### EXTRACTED ENTRIES ###
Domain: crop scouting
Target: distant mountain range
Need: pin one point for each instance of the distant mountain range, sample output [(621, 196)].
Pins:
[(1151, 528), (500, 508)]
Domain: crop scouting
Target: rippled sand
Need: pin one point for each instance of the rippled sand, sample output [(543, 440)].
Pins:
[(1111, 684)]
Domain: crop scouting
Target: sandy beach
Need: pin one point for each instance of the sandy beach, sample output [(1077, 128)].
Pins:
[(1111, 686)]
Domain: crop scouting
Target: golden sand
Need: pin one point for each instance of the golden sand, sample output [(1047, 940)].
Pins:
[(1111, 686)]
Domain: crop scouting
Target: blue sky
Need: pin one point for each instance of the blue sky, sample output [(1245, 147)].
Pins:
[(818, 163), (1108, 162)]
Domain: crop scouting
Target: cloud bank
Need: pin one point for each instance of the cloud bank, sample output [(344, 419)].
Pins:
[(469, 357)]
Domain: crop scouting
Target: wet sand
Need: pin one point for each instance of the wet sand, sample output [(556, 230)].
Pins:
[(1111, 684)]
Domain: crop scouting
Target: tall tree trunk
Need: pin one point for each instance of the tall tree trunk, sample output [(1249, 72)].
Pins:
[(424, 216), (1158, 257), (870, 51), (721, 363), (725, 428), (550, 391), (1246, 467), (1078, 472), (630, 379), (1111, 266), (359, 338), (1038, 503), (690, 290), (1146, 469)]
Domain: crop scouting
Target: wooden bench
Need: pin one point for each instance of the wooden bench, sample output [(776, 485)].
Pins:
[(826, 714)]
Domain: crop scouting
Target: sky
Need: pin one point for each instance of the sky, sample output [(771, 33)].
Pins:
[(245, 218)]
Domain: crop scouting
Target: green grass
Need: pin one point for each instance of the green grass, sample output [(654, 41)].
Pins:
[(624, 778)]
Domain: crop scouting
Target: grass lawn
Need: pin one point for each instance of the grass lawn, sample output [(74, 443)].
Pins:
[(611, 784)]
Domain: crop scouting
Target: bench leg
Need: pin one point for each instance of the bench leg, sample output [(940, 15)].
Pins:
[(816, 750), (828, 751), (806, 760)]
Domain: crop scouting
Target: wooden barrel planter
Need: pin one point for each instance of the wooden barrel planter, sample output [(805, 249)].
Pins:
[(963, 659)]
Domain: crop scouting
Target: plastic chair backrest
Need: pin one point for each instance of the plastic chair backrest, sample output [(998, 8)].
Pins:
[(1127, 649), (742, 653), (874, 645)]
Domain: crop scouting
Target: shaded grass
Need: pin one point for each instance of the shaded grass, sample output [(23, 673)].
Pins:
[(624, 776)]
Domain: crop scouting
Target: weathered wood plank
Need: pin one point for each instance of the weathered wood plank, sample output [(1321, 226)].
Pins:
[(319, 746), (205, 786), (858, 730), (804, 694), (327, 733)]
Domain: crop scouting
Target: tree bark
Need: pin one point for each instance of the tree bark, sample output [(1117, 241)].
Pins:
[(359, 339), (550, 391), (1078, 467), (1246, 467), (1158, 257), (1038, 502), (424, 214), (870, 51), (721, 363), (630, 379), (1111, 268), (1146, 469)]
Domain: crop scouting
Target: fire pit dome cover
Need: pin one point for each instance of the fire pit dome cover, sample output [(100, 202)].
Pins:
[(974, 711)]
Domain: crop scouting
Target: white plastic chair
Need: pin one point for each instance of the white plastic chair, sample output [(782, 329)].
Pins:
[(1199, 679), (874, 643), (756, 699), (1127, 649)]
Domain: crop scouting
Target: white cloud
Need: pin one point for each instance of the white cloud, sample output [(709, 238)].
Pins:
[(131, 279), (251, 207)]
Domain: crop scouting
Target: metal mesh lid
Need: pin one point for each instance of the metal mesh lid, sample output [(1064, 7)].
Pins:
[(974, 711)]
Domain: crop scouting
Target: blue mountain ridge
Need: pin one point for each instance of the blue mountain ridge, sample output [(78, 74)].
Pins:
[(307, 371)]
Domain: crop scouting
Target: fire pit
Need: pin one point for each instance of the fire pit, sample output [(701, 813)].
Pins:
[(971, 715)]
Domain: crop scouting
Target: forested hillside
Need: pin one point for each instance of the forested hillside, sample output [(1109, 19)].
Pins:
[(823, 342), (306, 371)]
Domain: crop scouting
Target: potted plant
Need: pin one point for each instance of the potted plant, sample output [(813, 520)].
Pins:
###
- _TASK TO COMPLETE_
Reproduce all of the records above line for line, without changing a single character.

- _EXERCISE SOLUTION_
Domain: crop scouting
Target: distant mountain range
Need: pin one point for each instance of the distant mountain range, sample output [(621, 196)].
Pins:
[(1151, 528), (500, 508)]
Domain: crop scouting
Target: rippled sand
Need: pin one point for each instance of the rippled sand, sample output [(543, 440)].
Pins:
[(1111, 684)]
Domain: crop scouting
Target: sandy beach
Need: pin one point for each instance of the sandy beach, sample output [(1077, 128)].
Pins:
[(1111, 686)]
Domain: crop scouting
Target: golden sand
Need: pin one point for each instance of the golden sand, sample output [(1047, 940)].
Pins:
[(1111, 686)]
Domain: crop scouting
Target: blue sky
Need: pin one point for each instance of the blue sky, sample output [(1245, 147)].
Pins:
[(818, 163), (1108, 162)]
Domain: crop scouting
Target: cloud bank
Need: pin one point for each instance of the cloud bank, sample output [(344, 419)].
Pins:
[(469, 357)]
Domain: crop scouting
Target: wet sand
Need: pin one point for each instance of the wet sand, sample output [(556, 230)].
Pins:
[(1111, 684)]
Domain: crop scouting
Target: tall tree trunk
Need: pin one point for each instance of the tall tree trunk, sample output [(1249, 72)].
Pins:
[(424, 216), (1158, 257), (870, 51), (721, 363), (725, 428), (550, 391), (1246, 467), (1078, 472), (630, 379), (1111, 266), (359, 338), (1038, 503), (690, 290), (1146, 469)]
Domain: crop scouting
Target: wooden bench
Need: pin one point for each instance of the wooden bench, sample output [(776, 485)].
Pins:
[(826, 714)]
Domain: crop scouting
Target: sky
Need: pin one point for each instance of the sky, sample output [(771, 33)].
Pins:
[(245, 218)]
Domain: crop scouting
Target: green grass
Need: pin one point for each instance of the green grass, sample output [(654, 41)].
Pins:
[(624, 778)]
Domain: crop scouting
Target: grass lawn
Need: pin one point for each instance of the grass lawn, sample output [(74, 443)].
Pins:
[(611, 784)]
Domain: crop scouting
Target: bench leg
Need: pin one point for each instance of the bench leg, sample output [(940, 15)].
Pins:
[(816, 750), (828, 751), (806, 760)]
Domain: crop scouting
Target: wooden barrel planter
Need: pin one point for each instance of the wooden barrel planter, sample output [(805, 249)].
Pins:
[(963, 659)]
Domain: crop scouting
Target: plastic chair backrest
Need: pin one point for each instance of the plastic chair backrest, sample output [(998, 8)].
Pins:
[(1127, 649), (742, 653), (874, 645)]
Domain: crop scouting
Target: shaded grass
Need: pin one point for each instance of the shaded grass, sample output [(23, 673)].
Pins:
[(624, 776)]
Domain: crop scouting
Target: weathered wood plank
Need: pin one point for each instance of the weathered wood plank, sample output [(1321, 226)].
Pins:
[(319, 746), (205, 786), (858, 730), (804, 694), (327, 733)]
Domain: crop scouting
Target: tree bark
Need: pin one point for each instance of the tree bark, sample output [(1117, 241)].
Pins:
[(359, 339), (550, 391), (1078, 467), (1246, 467), (1158, 257), (1038, 502), (424, 214), (870, 51), (721, 363), (630, 379), (1111, 268), (1146, 469)]
Domain: crop scouting
Target: fire pit dome cover
Need: pin one point for each instance of the fire pit dome cover, sample output [(100, 202)].
Pins:
[(974, 711)]
Domain: crop scouting
Target: white plastic chair
Need: pin one point for each instance of the white plastic chair, sample output [(782, 329)].
Pins:
[(1199, 679), (874, 643), (756, 699), (1127, 649)]
Domain: crop scouting
Target: white cloud
Need: pin one point for each instance of the white cloud, sample output [(709, 238)].
Pins:
[(131, 279), (251, 207)]
Domain: crop scouting
Target: metal mesh lid
Need: pin one point for each instance of the metal mesh lid, sample output [(1064, 7)].
Pins:
[(974, 711)]
Domain: crop scouting
Target: blue mountain ridge
Need: pin one point for each instance of the blue mountain ridge, sample output [(78, 74)].
Pins:
[(307, 371)]
Domain: crop scouting
Target: fire pit
Need: pin one point for each instance of the fire pit, sample output [(701, 813)].
Pins:
[(971, 715)]
Domain: crop scouting
Target: forested hillside
Need: pin one point for each instance of the forested hillside, sample output [(1109, 19)].
Pins:
[(823, 342), (306, 371)]
Domain: crop scouting
Target: potted plant
Need: pin one point for each instance of the potted plant, sample output [(813, 520)].
Pins:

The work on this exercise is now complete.